*** Records for the task ***
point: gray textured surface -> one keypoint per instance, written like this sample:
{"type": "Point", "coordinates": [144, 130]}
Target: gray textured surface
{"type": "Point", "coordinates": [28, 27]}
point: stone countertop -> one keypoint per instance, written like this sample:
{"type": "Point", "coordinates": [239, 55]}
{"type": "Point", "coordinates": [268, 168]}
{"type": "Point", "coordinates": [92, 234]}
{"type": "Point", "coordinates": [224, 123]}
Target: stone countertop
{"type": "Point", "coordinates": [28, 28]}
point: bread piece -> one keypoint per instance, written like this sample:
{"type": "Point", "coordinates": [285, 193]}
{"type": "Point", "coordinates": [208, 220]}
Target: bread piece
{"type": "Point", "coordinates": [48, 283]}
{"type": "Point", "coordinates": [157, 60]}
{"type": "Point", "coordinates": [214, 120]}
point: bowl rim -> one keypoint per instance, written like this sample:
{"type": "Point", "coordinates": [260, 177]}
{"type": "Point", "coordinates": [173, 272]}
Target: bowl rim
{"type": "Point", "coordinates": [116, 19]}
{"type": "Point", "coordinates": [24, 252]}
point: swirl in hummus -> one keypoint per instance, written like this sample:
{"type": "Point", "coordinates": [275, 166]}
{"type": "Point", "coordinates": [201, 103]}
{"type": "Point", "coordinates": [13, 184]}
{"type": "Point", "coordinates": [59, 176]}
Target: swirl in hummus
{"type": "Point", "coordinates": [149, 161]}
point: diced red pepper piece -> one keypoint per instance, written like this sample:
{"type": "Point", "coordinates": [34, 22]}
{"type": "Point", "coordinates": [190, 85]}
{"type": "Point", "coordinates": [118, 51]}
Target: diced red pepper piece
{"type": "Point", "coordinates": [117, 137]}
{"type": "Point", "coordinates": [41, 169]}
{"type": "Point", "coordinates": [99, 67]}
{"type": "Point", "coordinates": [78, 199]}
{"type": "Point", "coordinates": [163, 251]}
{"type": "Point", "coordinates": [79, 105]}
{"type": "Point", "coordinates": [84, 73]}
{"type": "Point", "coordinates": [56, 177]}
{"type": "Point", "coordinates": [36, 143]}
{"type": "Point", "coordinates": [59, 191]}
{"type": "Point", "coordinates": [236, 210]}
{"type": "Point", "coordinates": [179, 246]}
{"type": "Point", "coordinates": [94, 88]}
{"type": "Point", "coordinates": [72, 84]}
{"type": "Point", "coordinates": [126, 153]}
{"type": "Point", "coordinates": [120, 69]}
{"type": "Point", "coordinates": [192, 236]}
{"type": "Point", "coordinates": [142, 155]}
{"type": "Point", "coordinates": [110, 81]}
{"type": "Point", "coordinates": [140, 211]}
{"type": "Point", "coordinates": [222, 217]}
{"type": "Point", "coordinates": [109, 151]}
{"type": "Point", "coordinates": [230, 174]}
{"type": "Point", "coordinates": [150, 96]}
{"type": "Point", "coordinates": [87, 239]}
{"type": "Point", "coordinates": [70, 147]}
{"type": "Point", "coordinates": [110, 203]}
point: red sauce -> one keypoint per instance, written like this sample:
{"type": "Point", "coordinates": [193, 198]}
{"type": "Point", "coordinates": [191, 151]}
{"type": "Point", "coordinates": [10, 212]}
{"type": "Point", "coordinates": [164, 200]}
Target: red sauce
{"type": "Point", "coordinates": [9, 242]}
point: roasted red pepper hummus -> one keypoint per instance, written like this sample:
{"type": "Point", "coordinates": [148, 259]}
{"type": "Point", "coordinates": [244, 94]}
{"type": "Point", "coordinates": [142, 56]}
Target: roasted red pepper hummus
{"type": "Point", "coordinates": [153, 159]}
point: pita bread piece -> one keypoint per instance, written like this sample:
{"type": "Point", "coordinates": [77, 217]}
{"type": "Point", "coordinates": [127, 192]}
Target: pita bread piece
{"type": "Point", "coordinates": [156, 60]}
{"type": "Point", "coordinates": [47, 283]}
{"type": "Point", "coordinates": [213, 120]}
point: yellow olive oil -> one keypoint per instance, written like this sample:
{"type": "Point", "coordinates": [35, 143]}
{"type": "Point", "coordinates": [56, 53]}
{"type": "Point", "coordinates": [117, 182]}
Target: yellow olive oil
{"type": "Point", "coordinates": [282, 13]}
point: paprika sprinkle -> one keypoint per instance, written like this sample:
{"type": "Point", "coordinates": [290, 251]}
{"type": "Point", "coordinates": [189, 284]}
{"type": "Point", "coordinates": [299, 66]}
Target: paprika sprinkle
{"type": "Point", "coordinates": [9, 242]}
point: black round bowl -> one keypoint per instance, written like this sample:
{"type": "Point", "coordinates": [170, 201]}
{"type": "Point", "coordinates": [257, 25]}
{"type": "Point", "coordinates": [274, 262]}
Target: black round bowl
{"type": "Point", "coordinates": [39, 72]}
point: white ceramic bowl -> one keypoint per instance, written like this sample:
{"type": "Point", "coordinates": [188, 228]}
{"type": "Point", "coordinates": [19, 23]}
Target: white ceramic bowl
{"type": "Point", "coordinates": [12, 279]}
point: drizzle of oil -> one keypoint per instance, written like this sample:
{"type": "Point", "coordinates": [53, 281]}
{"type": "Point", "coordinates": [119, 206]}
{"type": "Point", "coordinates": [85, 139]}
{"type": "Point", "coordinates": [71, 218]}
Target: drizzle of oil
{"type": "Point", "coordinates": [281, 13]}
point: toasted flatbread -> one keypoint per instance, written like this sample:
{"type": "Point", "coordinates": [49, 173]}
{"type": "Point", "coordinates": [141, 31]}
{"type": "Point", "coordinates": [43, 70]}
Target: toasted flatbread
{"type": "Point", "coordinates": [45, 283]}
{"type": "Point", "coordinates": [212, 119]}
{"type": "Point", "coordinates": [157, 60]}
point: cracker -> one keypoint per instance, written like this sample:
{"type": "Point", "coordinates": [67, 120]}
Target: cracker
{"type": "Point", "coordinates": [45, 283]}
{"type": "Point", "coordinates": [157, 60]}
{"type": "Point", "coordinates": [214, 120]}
*** End of Records for the task ***
--- Task directions ---
Emit the records above again, exactly, with no line skipped.

--- Answer for the task ---
point: gray textured surface -> one keypoint per instance, written like this sample:
{"type": "Point", "coordinates": [144, 130]}
Target: gray textured surface
{"type": "Point", "coordinates": [28, 27]}
point: stone countertop -> one keypoint per instance, written like this sample:
{"type": "Point", "coordinates": [239, 55]}
{"type": "Point", "coordinates": [268, 168]}
{"type": "Point", "coordinates": [92, 234]}
{"type": "Point", "coordinates": [224, 123]}
Target: stone countertop
{"type": "Point", "coordinates": [28, 28]}
point: bread piece -> one keypoint per instance, written like this sample:
{"type": "Point", "coordinates": [285, 193]}
{"type": "Point", "coordinates": [208, 220]}
Target: bread piece
{"type": "Point", "coordinates": [48, 283]}
{"type": "Point", "coordinates": [157, 60]}
{"type": "Point", "coordinates": [214, 120]}
point: bowl rim -> one keypoint per instance, written like this sample:
{"type": "Point", "coordinates": [260, 177]}
{"type": "Point", "coordinates": [173, 272]}
Target: bowl rim
{"type": "Point", "coordinates": [116, 19]}
{"type": "Point", "coordinates": [24, 252]}
point: swirl in hummus -> one keypoint per instance, written like this sample:
{"type": "Point", "coordinates": [275, 166]}
{"type": "Point", "coordinates": [201, 103]}
{"type": "Point", "coordinates": [13, 184]}
{"type": "Point", "coordinates": [59, 176]}
Target: swirl in hummus
{"type": "Point", "coordinates": [149, 161]}
point: diced red pepper piece -> one keypoint per instance, written like this sample:
{"type": "Point", "coordinates": [34, 22]}
{"type": "Point", "coordinates": [190, 85]}
{"type": "Point", "coordinates": [118, 51]}
Target: diced red pepper piece
{"type": "Point", "coordinates": [117, 137]}
{"type": "Point", "coordinates": [41, 169]}
{"type": "Point", "coordinates": [99, 67]}
{"type": "Point", "coordinates": [78, 199]}
{"type": "Point", "coordinates": [163, 251]}
{"type": "Point", "coordinates": [79, 105]}
{"type": "Point", "coordinates": [84, 73]}
{"type": "Point", "coordinates": [56, 177]}
{"type": "Point", "coordinates": [36, 143]}
{"type": "Point", "coordinates": [59, 191]}
{"type": "Point", "coordinates": [236, 210]}
{"type": "Point", "coordinates": [179, 246]}
{"type": "Point", "coordinates": [94, 88]}
{"type": "Point", "coordinates": [72, 84]}
{"type": "Point", "coordinates": [126, 153]}
{"type": "Point", "coordinates": [120, 69]}
{"type": "Point", "coordinates": [192, 236]}
{"type": "Point", "coordinates": [142, 155]}
{"type": "Point", "coordinates": [110, 81]}
{"type": "Point", "coordinates": [140, 211]}
{"type": "Point", "coordinates": [222, 217]}
{"type": "Point", "coordinates": [109, 151]}
{"type": "Point", "coordinates": [230, 174]}
{"type": "Point", "coordinates": [150, 96]}
{"type": "Point", "coordinates": [87, 239]}
{"type": "Point", "coordinates": [70, 147]}
{"type": "Point", "coordinates": [110, 203]}
point: red sauce -> one keypoint per instance, written like this sample:
{"type": "Point", "coordinates": [193, 198]}
{"type": "Point", "coordinates": [191, 151]}
{"type": "Point", "coordinates": [10, 212]}
{"type": "Point", "coordinates": [164, 200]}
Target: red sauce
{"type": "Point", "coordinates": [9, 242]}
point: roasted red pepper hummus -> one keypoint per instance, written like this sample:
{"type": "Point", "coordinates": [148, 259]}
{"type": "Point", "coordinates": [244, 94]}
{"type": "Point", "coordinates": [142, 56]}
Target: roasted red pepper hummus
{"type": "Point", "coordinates": [153, 159]}
point: pita bread piece -> one keypoint per instance, written like this sample:
{"type": "Point", "coordinates": [77, 217]}
{"type": "Point", "coordinates": [127, 192]}
Target: pita bread piece
{"type": "Point", "coordinates": [156, 60]}
{"type": "Point", "coordinates": [47, 283]}
{"type": "Point", "coordinates": [213, 120]}
point: yellow olive oil -> one keypoint per instance, written like this sample:
{"type": "Point", "coordinates": [35, 143]}
{"type": "Point", "coordinates": [56, 53]}
{"type": "Point", "coordinates": [117, 182]}
Target: yellow olive oil
{"type": "Point", "coordinates": [282, 13]}
point: paprika sprinkle -> one keypoint per instance, written like this sample:
{"type": "Point", "coordinates": [290, 251]}
{"type": "Point", "coordinates": [189, 284]}
{"type": "Point", "coordinates": [299, 66]}
Target: paprika sprinkle
{"type": "Point", "coordinates": [9, 242]}
point: black round bowl -> one keypoint per instance, written like this sample:
{"type": "Point", "coordinates": [170, 201]}
{"type": "Point", "coordinates": [257, 25]}
{"type": "Point", "coordinates": [274, 262]}
Target: black round bowl
{"type": "Point", "coordinates": [39, 72]}
point: white ceramic bowl -> one keypoint per instance, written like this sample:
{"type": "Point", "coordinates": [188, 228]}
{"type": "Point", "coordinates": [19, 23]}
Target: white ceramic bowl
{"type": "Point", "coordinates": [12, 279]}
point: drizzle of oil -> one keypoint per instance, written like this sample:
{"type": "Point", "coordinates": [53, 281]}
{"type": "Point", "coordinates": [119, 206]}
{"type": "Point", "coordinates": [85, 139]}
{"type": "Point", "coordinates": [71, 218]}
Target: drizzle of oil
{"type": "Point", "coordinates": [281, 13]}
point: toasted flatbread -> one keypoint per instance, written like this sample:
{"type": "Point", "coordinates": [49, 173]}
{"type": "Point", "coordinates": [141, 31]}
{"type": "Point", "coordinates": [43, 70]}
Target: toasted flatbread
{"type": "Point", "coordinates": [45, 283]}
{"type": "Point", "coordinates": [212, 119]}
{"type": "Point", "coordinates": [157, 60]}
point: cracker -> one keypoint per instance, written like this sample:
{"type": "Point", "coordinates": [67, 120]}
Target: cracker
{"type": "Point", "coordinates": [45, 283]}
{"type": "Point", "coordinates": [157, 60]}
{"type": "Point", "coordinates": [214, 120]}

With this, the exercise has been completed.